**STATED GOAL 1**. In the Phoenix Suns blog post, besides signing Nash, which three players does the addendum name as the Suns' only other moves this season?

########################################

Am I blindly grasping to hold on to an era that no longer exists? Potentially. But I am soberly not ready to admit that the Suns are over, merely because of what the Shaq trade appeared to signal (rebuilding). Nash's re-signing initially gave me feelings of emptiness, the thoughts of him and Amare roaming around in blank space, carrying the guilt of two 19th century Russian lit protagonist partners in crime. But then I reoriented: It signaled a last gasp of hope.

I am curious to see what the Suns do with desperation, which could be the last motivational tool they have.
























ADDENDUM:


The original version of this post (embarrassingly) included references to both Matt Barnes (the news of whose signing I totally missed) and Ben Wallace (inexcusable for falling off my radar). All I can say is that my NBA game has not been air tight this summer, and I'm getting back on track.

Also, I suppose I *should* reference the only things the Suns have actively done this season besides signing Nash: Grant Hill, Channing Frye, and Earl Clark. Truth is, these guys don't add much, except for providing even more of a blank canvas for Nash and Amare to operate on. Grant Hill keeps shit stable in the locker room. Channing Frye's young-journeyman tag should provide him with some inspiration to get back to rookie year form and to improve on his rebounding, and Earl Clark does absolutely nothing for me (I actually think getting a PG who could spell Nash (Jrue, Ty Lawson) would have been a better pick here).

The important thing is that, for the first time in a while, Phoenix is keeping shit simple. Contrast this with 2009 playoff alums Dallas, Utah, or even, say, Portland, who at this point have generated too high of expectations and are spinning squads of 'too many people who need to be kept happy.' Steve and the Suns made a mutual gesture of good faith, and this bump of positivity coupled with a sense of "nothing to lose" gives them some optimism for 09-10.

Monday, May 25, 2009

Baked Alaska



I usually hate the sun, in fact, it places undue pressure on me to love life and makes me that much more determined to hide in the shadows. But fuck it, it's been gorgeous here for three days, there's only so much basketball on, and no one's checking their email. So I'm suddenly filled with spring fever—more like compulsion—and have to get to the water and get my tan on.

########################################

**STATED GOAL 2**. In the records, switch "amber" to "violet" in the part that opens with the line containing "query: amber iris" and closes with the line containing "# holes follow the even-odd rule". Give back only those lines, with nothing else changed.

**DATA IN THIS EXERCISE**.
########################################

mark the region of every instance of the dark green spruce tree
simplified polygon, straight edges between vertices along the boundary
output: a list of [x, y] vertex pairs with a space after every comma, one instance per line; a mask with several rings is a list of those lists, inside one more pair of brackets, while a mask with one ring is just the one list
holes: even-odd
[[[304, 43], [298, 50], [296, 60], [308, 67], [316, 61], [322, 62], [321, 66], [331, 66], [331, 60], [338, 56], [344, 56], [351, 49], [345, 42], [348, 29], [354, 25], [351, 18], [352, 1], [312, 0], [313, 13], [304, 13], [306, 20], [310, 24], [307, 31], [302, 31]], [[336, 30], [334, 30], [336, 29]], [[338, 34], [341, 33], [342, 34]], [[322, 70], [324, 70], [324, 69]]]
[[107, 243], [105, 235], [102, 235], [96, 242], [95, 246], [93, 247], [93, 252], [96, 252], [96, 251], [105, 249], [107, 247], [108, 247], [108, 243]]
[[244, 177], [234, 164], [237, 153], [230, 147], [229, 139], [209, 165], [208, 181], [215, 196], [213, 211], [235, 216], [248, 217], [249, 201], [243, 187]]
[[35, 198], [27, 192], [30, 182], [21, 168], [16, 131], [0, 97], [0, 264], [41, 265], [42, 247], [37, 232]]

########################################

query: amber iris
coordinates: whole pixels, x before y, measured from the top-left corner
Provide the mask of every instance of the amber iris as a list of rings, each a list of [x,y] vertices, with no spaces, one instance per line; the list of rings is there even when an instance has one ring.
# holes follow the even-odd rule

########################################

**FULL SOLUTION 1**. Grant Hill, Channing Frye, and Earl Clark.

**FULL SOLUTION 2**.
query: violet iris
coordinates: whole pixels, x before y, measured from the top-left corner
Provide the mask of every instance of the violet iris as a list of rings, each a list of [x,y] vertices, with no spaces, one instance per line; the list of rings is there even when an instance has one ring.
# holes follow the even-odd rule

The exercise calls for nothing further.